* **Extracted information**:
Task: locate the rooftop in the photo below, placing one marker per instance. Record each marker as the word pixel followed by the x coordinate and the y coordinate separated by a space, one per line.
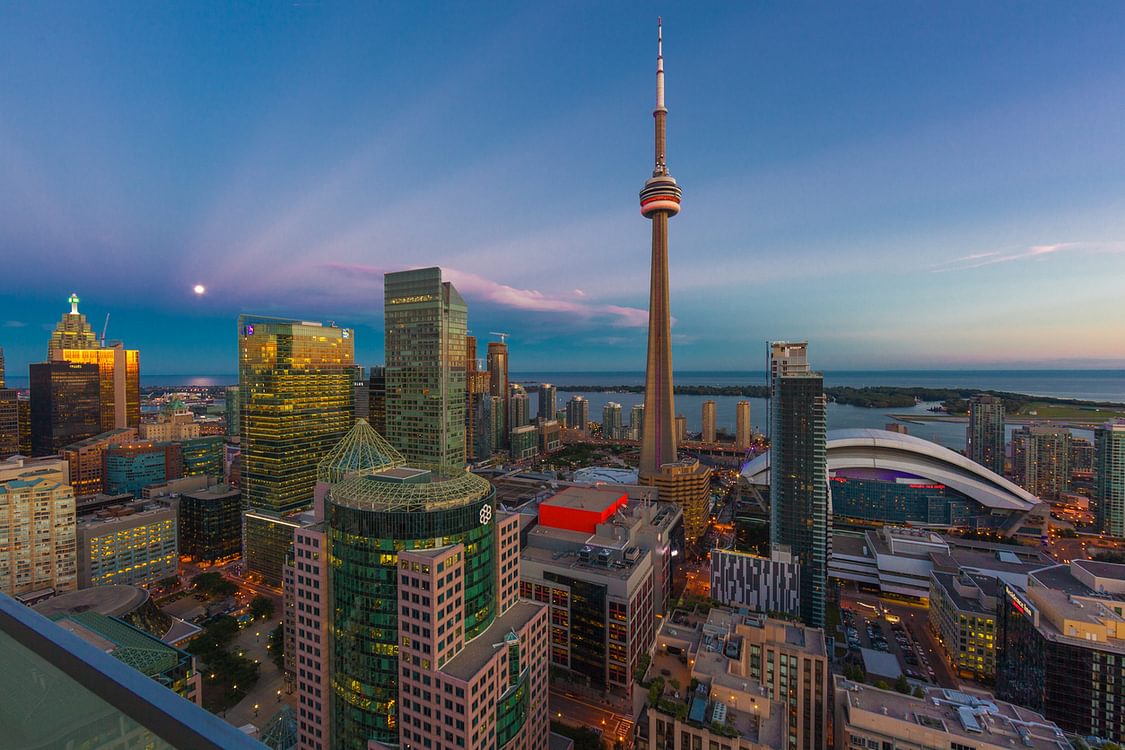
pixel 957 714
pixel 392 490
pixel 111 601
pixel 480 650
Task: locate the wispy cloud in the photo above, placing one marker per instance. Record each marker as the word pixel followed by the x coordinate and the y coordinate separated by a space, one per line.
pixel 479 288
pixel 978 260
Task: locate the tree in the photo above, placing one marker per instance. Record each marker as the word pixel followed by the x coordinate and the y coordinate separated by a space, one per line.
pixel 261 606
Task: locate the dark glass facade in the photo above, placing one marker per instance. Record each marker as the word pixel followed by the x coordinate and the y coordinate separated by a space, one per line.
pixel 363 547
pixel 210 525
pixel 798 486
pixel 65 405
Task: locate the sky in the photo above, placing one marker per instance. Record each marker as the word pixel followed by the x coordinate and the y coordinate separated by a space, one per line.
pixel 906 186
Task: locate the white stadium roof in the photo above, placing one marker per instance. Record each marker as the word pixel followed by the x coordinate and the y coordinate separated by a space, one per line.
pixel 879 449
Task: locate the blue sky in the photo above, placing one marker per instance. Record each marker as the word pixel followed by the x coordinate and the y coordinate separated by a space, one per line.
pixel 905 184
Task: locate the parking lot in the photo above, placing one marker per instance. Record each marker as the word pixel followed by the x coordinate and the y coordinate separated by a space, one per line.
pixel 871 626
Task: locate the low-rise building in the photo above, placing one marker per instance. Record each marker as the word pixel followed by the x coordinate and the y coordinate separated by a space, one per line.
pixel 736 680
pixel 1062 647
pixel 962 612
pixel 128 544
pixel 603 562
pixel 167 665
pixel 870 719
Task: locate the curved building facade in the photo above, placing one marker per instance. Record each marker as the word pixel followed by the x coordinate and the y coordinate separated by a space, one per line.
pixel 880 477
pixel 370 518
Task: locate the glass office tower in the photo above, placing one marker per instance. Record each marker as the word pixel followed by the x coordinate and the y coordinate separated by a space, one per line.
pixel 296 401
pixel 424 321
pixel 800 517
pixel 370 518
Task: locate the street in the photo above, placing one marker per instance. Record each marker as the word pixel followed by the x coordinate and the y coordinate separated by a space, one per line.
pixel 576 711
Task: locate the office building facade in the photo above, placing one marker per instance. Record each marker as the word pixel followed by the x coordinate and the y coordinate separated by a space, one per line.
pixel 132 467
pixel 65 405
pixel 128 544
pixel 210 524
pixel 424 323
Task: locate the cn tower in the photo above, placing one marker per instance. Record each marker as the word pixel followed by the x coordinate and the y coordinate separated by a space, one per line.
pixel 659 200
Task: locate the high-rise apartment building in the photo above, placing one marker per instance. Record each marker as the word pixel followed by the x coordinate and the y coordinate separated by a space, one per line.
pixel 519 407
pixel 743 431
pixel 708 421
pixel 9 422
pixel 637 422
pixel 425 319
pixel 37 536
pixel 984 435
pixel 800 518
pixel 295 380
pixel 548 401
pixel 1109 478
pixel 577 414
pixel 497 385
pixel 232 408
pixel 612 426
pixel 65 405
pixel 1041 460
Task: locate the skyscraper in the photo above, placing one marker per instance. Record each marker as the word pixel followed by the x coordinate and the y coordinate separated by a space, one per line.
pixel 659 200
pixel 800 520
pixel 65 405
pixel 497 383
pixel 708 421
pixel 577 414
pixel 118 368
pixel 637 422
pixel 72 332
pixel 1041 460
pixel 548 401
pixel 377 399
pixel 984 435
pixel 295 382
pixel 611 421
pixel 685 482
pixel 743 431
pixel 424 321
pixel 1109 477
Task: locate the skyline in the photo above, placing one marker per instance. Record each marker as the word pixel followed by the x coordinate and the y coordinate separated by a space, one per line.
pixel 834 156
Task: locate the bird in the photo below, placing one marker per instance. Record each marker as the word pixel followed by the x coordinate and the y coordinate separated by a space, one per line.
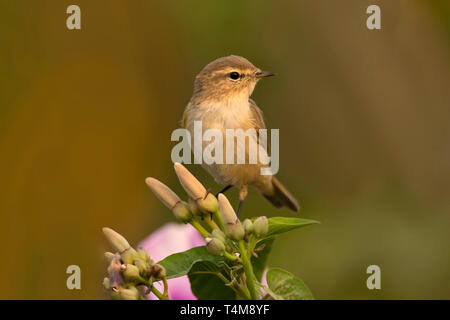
pixel 221 100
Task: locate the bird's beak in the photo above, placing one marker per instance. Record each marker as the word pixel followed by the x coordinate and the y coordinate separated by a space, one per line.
pixel 263 74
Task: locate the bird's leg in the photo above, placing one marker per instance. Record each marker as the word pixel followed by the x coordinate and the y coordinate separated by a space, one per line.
pixel 242 195
pixel 223 190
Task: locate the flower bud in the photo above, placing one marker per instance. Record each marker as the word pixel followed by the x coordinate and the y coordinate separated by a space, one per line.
pixel 109 256
pixel 226 210
pixel 218 234
pixel 115 277
pixel 215 246
pixel 116 240
pixel 143 254
pixel 141 265
pixel 182 212
pixel 130 272
pixel 193 187
pixel 194 208
pixel 130 293
pixel 208 204
pixel 261 226
pixel 129 255
pixel 233 226
pixel 158 271
pixel 248 226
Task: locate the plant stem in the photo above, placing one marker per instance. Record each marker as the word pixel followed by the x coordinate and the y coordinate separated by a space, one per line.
pixel 248 269
pixel 199 228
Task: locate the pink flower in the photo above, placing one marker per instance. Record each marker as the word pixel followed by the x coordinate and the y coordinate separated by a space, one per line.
pixel 169 239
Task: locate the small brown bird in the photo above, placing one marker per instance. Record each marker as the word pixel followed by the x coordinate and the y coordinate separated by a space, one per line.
pixel 221 100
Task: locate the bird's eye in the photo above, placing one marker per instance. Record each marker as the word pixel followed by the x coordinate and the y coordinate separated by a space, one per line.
pixel 234 75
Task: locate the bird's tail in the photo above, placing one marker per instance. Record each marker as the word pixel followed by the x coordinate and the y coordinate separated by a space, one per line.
pixel 282 197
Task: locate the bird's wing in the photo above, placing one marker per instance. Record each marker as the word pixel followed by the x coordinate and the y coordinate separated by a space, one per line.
pixel 257 116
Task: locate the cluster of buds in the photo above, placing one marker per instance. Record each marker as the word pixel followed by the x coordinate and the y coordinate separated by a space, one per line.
pixel 130 272
pixel 204 205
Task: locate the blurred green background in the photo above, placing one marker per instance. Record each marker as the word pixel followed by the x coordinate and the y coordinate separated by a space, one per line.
pixel 364 119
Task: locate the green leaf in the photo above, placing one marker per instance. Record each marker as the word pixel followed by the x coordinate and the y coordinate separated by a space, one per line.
pixel 179 264
pixel 279 225
pixel 206 283
pixel 286 286
pixel 260 263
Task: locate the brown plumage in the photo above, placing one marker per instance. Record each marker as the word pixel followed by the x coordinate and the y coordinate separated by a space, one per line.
pixel 221 100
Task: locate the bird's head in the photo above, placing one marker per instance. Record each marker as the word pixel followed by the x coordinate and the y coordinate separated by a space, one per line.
pixel 227 78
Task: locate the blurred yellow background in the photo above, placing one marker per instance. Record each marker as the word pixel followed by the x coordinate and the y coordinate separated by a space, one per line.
pixel 364 118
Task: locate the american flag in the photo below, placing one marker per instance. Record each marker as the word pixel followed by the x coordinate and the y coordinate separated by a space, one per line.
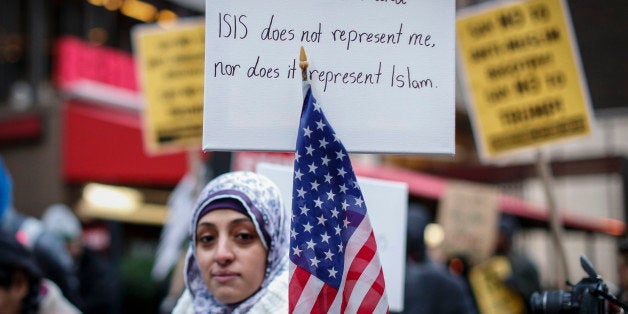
pixel 334 265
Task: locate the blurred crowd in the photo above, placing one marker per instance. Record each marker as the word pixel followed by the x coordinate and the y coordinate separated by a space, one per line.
pixel 47 267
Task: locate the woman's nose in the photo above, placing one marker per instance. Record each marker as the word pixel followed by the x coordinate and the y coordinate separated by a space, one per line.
pixel 224 252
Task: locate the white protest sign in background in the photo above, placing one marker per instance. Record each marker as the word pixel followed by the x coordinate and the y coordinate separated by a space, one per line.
pixel 383 72
pixel 387 207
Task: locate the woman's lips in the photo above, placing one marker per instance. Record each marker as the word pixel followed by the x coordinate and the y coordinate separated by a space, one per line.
pixel 224 276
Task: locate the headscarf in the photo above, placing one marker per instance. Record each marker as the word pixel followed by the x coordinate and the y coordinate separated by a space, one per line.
pixel 263 203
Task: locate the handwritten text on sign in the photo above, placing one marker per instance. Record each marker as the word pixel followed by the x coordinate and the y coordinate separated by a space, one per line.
pixel 383 72
pixel 523 75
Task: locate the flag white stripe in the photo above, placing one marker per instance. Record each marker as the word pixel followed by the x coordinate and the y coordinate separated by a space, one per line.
pixel 382 305
pixel 309 294
pixel 357 240
pixel 367 278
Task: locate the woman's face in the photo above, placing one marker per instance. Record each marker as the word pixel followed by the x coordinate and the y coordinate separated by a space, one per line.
pixel 230 254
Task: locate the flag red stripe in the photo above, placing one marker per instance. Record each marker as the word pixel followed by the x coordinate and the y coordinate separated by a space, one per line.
pixel 297 283
pixel 371 300
pixel 325 299
pixel 360 262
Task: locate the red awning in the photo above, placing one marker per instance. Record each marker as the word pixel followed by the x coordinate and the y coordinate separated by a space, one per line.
pixel 433 187
pixel 104 144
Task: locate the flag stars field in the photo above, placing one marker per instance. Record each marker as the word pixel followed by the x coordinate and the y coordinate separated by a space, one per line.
pixel 329 226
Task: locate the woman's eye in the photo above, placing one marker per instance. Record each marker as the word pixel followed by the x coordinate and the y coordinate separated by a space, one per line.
pixel 245 236
pixel 205 239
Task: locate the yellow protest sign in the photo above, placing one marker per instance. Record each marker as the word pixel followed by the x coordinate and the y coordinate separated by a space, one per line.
pixel 522 75
pixel 491 294
pixel 170 63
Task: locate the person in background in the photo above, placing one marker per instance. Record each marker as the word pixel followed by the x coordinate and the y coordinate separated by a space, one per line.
pixel 50 253
pixel 525 277
pixel 429 286
pixel 622 269
pixel 23 289
pixel 98 284
pixel 237 261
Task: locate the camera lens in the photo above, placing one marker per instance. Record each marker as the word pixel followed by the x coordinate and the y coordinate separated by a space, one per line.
pixel 550 302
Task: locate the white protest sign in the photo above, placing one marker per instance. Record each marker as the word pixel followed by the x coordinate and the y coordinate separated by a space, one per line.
pixel 387 205
pixel 383 72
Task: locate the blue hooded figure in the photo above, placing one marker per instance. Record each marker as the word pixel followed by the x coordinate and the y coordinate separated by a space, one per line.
pixel 49 250
pixel 6 189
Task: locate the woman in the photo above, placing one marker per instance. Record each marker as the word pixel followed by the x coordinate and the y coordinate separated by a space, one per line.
pixel 237 261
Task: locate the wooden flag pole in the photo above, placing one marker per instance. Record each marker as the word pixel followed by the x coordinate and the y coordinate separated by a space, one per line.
pixel 556 227
pixel 303 64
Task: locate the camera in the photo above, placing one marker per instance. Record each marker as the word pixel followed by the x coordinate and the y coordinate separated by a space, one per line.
pixel 589 296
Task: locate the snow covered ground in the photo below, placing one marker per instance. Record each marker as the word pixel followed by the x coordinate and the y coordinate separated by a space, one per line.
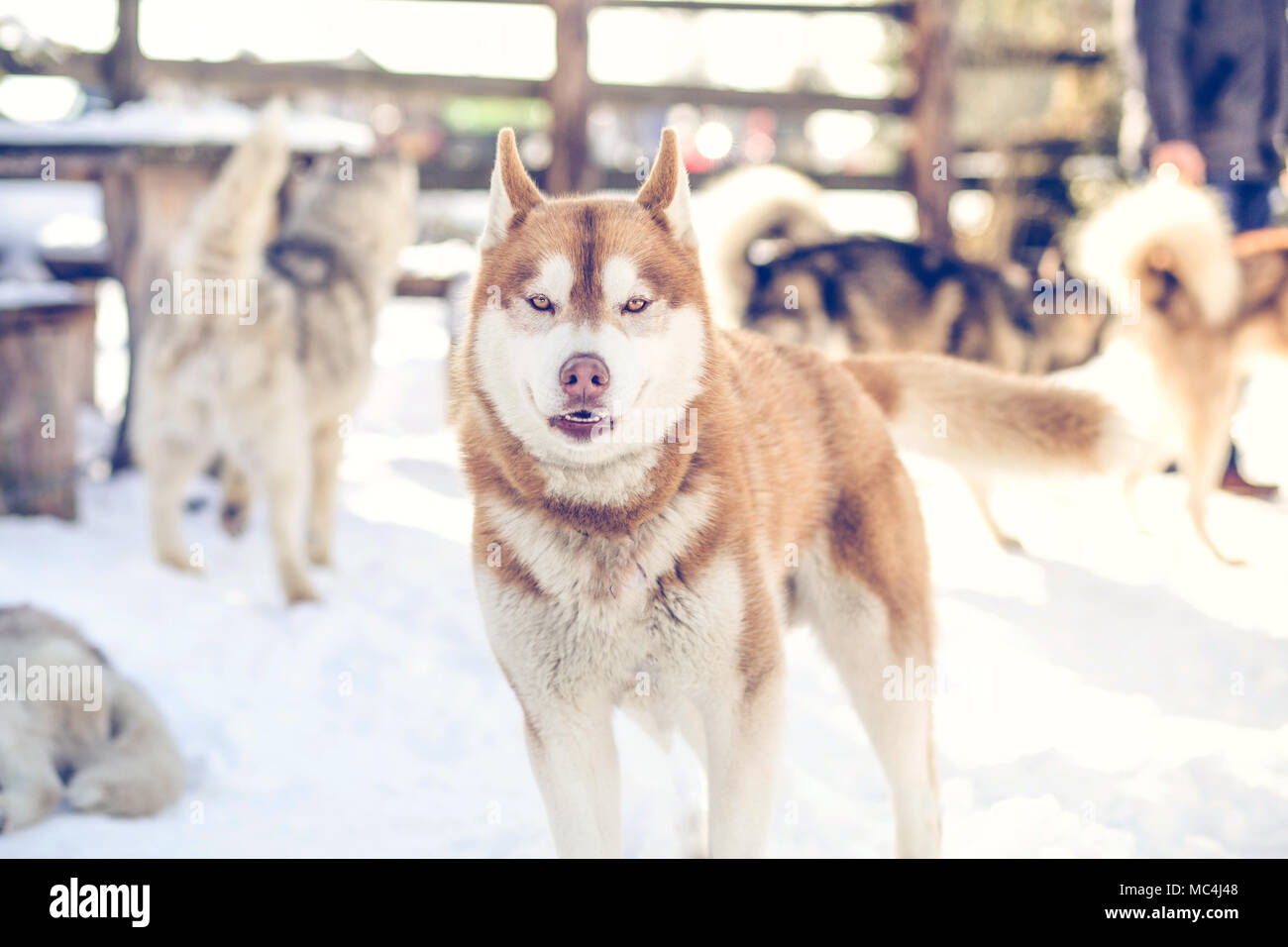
pixel 1107 693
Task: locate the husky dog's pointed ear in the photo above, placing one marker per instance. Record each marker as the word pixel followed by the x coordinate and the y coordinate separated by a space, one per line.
pixel 666 192
pixel 513 191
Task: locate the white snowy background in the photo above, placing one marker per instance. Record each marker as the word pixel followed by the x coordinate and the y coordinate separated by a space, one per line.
pixel 1108 693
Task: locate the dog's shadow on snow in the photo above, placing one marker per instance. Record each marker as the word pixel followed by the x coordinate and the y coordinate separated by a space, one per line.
pixel 1159 647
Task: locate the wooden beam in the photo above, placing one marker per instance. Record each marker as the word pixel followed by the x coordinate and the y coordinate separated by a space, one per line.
pixel 568 93
pixel 930 146
pixel 121 65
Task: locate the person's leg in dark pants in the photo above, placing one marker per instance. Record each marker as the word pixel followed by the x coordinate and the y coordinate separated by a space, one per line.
pixel 1248 205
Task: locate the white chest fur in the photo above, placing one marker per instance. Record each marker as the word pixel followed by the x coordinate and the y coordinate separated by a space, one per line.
pixel 610 617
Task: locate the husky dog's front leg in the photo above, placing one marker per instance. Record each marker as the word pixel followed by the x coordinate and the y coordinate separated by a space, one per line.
pixel 743 732
pixel 575 761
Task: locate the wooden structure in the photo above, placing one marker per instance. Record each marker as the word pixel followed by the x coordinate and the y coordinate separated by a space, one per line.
pixel 149 191
pixel 46 359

* **Written request**:
Could you update everything from the line containing "Task: locate the glass" down to the line containing "pixel 576 711", swapping "street" for "road" and keeping every other part of those lines unchanged?

* **Correct answer**:
Task: locate the glass office tower in the photo above, placing one marker per instance. Record each marker as the word pixel followed by the x coordinate and the y coordinate separated by a space, one per line.
pixel 296 401
pixel 424 321
pixel 800 517
pixel 370 518
Task: locate the road in the photo above, placing one marker per instance. Record each marker as the word pixel followed by the x coordinate and the y coordinate separated by a space, one per line.
pixel 576 711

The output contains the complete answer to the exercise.